Problem requirements: Summarize the essay about the "9 to 5" group exhibit in two sentences.

Selected extract:
▽
The common threads of this group exhibit are not just the varied look on labor itself but the subject of location and its adjacent elaboration which is space. The title itself, “9 to 5”, is not just a citation of the usual allotment of time for office work. The 9 here is the number of artists participating in this exhibition. The participating artists are: Jomike Tejido, Anjo Bolarda, Benedict Reyna, Jose Gamboa, Clara Gallardo, Isobel Francisco, Jeanne Tan, J Consunji, and Sequi Cu-Unjieng. (The tenth artist, Piaget Martelino, shares his live art on the exhibition opening.) Each work is a personal manifesto regarding their notion of labor, practice, and purpose.

The number 5 comes from the notion of space as an attempt of confinement. In discussing the concept for this exhibit, the artists noted that location of an occupation is often akin to being confined within four walls. Yet, it is within the artist’s capacity to go beyond confinement and course away from the four walls and through the fifth plane where imagination is supreme. This is to cite where artists’ basic tool of vision resides.

“9 to 5” goes beyond a collective of pictures but a procession of professions, and by professions not merely occupation but acts of professing. The works in this exhibit show the intricate and varied points of view about labor be it up in the sky casting a gaze down into a harried landscape of dwindling resources, or letting the imagination soar away from the confines of an occupation entrenched in the cubicle.

These are florid visions on what work can be other than the daily humdrum of machines of industry. Not to say that these are bucolic images set in an office nor shrill celebrations of a job. These are works of tensions shifting between disentanglements and engagement of self, work and space.

From the blue splashes of paint of a female nude in concentration or contemplation to the intricate cut paper of a cubicled landscape to the rigorously detailed phantasmagoria of daydreaming gone amuck, work in this exhibit has several derivatives. Though they are different, they are distinct. The unifying thread here are the dignities and perhaps, the occasional indignities brought about by labor.

What the participating artists are not tired of stressing out is that their work, which is art production, is not a flight of fancy reserved for the elite, but quite a calling with its own adjacent joys and frustrations, triumphs and pain just like any other job.

Labor in our supposed and alleged booming economy has been painted as desirous but for only by those “needed” by industry. Where is labor in these schemata for the artists? Is art needed in this economy? As the works in this group exhibit indicate, “Art is labor that has vision, dignity, gravity, and direction.” Labor cannot be confined to mere production processes and output. It also questions the traditional view of art production as mere stimulation for pleasure and the decorative with the arguments brought forth by these artists. Art is not a mere consumer product but a way through trouble, pleasure articulated further and deeper in the thoughts and expressions that swirl about them. That is hard, sweet work.

—– Jose Ardivilla is a faculty member of the University of the Philippines Diliman’s College of Fine Arts.
△
Supplied material:
▽
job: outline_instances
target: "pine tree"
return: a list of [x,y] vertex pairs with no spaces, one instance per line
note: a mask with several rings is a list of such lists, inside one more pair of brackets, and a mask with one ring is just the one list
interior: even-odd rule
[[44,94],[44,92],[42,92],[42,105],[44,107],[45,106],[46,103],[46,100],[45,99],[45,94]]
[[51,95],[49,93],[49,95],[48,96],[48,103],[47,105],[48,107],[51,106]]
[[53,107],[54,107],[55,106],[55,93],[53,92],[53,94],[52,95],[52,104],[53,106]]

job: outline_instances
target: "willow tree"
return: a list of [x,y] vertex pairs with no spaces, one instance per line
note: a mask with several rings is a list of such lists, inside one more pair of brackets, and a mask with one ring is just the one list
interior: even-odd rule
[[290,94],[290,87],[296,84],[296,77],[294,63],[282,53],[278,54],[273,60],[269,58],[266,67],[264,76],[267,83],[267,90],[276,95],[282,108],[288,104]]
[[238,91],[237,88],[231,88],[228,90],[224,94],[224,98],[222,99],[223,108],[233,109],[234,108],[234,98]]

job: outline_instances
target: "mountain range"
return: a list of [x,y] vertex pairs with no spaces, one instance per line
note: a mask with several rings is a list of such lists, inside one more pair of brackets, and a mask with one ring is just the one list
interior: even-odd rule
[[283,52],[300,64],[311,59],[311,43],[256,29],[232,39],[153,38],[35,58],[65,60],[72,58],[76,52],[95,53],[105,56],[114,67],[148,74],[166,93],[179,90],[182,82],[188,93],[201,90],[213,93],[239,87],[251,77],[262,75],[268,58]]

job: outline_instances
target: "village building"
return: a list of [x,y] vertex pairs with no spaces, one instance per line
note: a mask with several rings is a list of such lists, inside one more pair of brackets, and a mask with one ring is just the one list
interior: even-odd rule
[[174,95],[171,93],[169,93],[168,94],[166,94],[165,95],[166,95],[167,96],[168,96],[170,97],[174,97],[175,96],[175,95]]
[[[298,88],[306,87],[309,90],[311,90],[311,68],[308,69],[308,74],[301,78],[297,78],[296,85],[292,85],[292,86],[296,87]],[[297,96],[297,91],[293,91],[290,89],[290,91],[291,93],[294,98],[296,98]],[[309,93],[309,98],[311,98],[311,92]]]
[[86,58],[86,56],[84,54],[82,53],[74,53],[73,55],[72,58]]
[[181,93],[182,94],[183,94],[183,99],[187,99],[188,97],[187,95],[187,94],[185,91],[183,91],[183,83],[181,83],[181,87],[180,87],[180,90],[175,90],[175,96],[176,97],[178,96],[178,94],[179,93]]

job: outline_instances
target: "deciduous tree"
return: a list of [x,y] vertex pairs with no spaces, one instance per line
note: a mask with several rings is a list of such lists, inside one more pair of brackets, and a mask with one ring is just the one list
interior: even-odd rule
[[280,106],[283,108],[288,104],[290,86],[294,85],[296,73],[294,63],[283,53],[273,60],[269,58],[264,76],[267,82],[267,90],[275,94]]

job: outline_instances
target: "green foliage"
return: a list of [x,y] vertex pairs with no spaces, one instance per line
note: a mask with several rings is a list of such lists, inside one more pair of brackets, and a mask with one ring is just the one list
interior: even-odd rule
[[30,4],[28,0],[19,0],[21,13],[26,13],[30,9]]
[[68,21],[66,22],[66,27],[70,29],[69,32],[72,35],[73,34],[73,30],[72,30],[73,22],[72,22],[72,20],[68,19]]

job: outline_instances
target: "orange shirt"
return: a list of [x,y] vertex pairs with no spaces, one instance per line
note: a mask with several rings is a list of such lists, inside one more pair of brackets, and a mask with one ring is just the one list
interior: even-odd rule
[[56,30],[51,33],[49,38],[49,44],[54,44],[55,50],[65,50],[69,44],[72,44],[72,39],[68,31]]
△
Finished exercise: The "9 to 5" exhibit brings together nine artists whose works look at labor along with location and space, with the 5 standing for the artist's ability to escape the four walls of an occupation through a fifth plane of imagination. The artists stress that making art is not a luxury for the elite but a calling with joys and frustrations like any other job, and that art is labor with vision, dignity, gravity, and direction rather than mere decoration or a consumer product.